Document section:
______
So, this week, I am remembering- do all things without grumbling or questioning. God has blessed me, even on my darkest days. He has loved me. He treasures me. He longs for me to draw near to him in everything that I do- changing poopy diapers, waking in the middle of the night to calm a crying baby, doing laundry, going to church, worshipping...EVERYTHING.

Thursday, November 15, 2012

Transformation of My Heart

"I sought the Lord, and he answered me and delivered me from all my fears. Those who look to him are radiant, and their faces shall never be ashamed. This poor man cried and the Lord heard him and saved him out of all his troubles. The angel of the Lord is good! Blessed is the man who takes refuge in him! Oh, fear the Lord, you his saints, for those who fear him have no lack! The young lions suffer want and hunger; but those who seek the Lord lack no good thing." Psalm 34: 4-10

It has been a long journey for me. Anxiety, grief, depression, self centered-ness, distrust, anger, resentment, and selfishness have taken root in my heart.

But God has been so incredibly faithful.

I remember the early days after Joshua died, feeling a love for God that I had never felt before. I trusted him and I believed in Him. Somewhere along the way though, I lost sight of that love. It morphed into something ugly and scary- something deep and dark.

I still have bad days. I still have days that I cry. (I've started babysitting a couple children during the day and the little boy is 2 months, to the day, older than Joshua would have been. Talk about a punch to the gut!)

But deep down inside, there is peace. Peace that only comes from the restoration of my soul. I sought the Lord and he answered me and delivered me from all my fears. He didn't turn me away, even with all my ugliness. Instead, he chose to receive me with open arms when I came running back to Him. Not only did He allow me to come back to him, but he healed me. What an awesome God we serve.

He is continuously reminding me that I am his daughter- His precious jewel. He treasures me and loves me more than I will ever be able to comprehend. So much so that He sent his son to die for me.


Monday, November 12, 2012

I'm Finally Here!

I've had this blog created and ready to use for quite a while.

My original purpose with this blog was to help with my weightloss.

However, life got in the way, and I ended up not using it like I wanted to.


Over the past few weeks, my life has changed in ways that I never expected. God has been working on me and preparing me for something much bigger than myself.

It's been a long 2+ years since Joshua died. His death rocked me to my core. It shook me up, tore me apart, and stripped me down to nothing.
______
Supplied information:
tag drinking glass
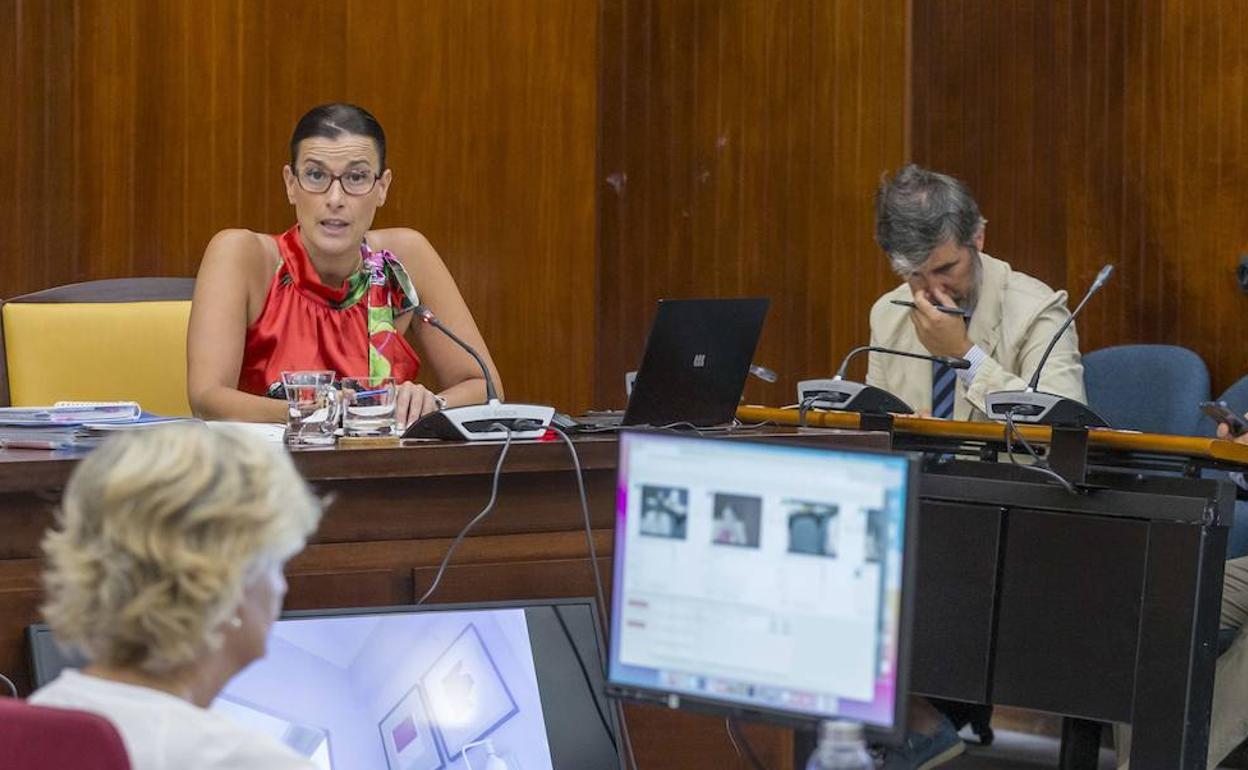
______
Work to complete:
Summarize the blog excerpt in three sentences. The lines that come after the blog excerpt are separate material and form no part of it.

Response to the task:
The writer describes a long journey in the more than two years since Joshua died, during which anxiety, grief, depression, anger, resentment, and selfishness took root in the writer's heart. Though bad days and tears remain, the writer now feels a deep peace, saying God received the writer with open arms on returning to Him and brought healing. The writer also explains that the blog was first created to help with weight loss but went unused, and is remembering this week to do all things without grumbling or questioning.